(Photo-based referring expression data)
═══

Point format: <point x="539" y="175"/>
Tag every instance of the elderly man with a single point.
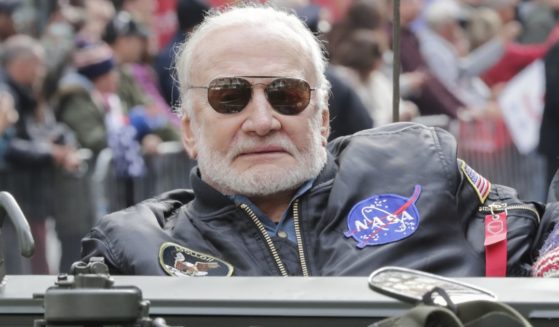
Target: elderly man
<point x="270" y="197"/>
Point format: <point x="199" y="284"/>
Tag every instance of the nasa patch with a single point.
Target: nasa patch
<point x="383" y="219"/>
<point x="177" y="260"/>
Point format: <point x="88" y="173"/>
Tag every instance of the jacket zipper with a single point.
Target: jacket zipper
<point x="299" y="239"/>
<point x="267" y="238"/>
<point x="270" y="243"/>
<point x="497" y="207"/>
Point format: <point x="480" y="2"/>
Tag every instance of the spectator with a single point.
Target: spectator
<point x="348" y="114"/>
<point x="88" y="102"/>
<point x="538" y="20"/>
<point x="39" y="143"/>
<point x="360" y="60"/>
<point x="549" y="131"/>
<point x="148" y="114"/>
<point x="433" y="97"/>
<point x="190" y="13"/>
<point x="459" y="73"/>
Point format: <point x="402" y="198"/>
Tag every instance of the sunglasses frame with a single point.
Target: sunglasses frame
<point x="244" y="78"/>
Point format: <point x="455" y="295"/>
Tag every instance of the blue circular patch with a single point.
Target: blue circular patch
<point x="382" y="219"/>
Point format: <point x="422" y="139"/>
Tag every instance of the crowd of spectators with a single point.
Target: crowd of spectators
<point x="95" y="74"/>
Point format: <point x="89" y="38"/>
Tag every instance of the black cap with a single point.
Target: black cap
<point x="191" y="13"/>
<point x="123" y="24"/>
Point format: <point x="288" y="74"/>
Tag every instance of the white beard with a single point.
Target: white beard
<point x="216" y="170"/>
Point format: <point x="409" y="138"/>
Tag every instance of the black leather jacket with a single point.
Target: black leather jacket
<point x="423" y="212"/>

═══

Prompt — Every line in the records above that contains the word "format" should be copied out.

Answer section —
Point format: <point x="539" y="175"/>
Point format: <point x="199" y="284"/>
Point format: <point x="88" y="173"/>
Point format: <point x="480" y="2"/>
Point format: <point x="402" y="198"/>
Point format: <point x="455" y="295"/>
Point format: <point x="422" y="139"/>
Point format: <point x="89" y="38"/>
Point format: <point x="288" y="74"/>
Point format: <point x="409" y="138"/>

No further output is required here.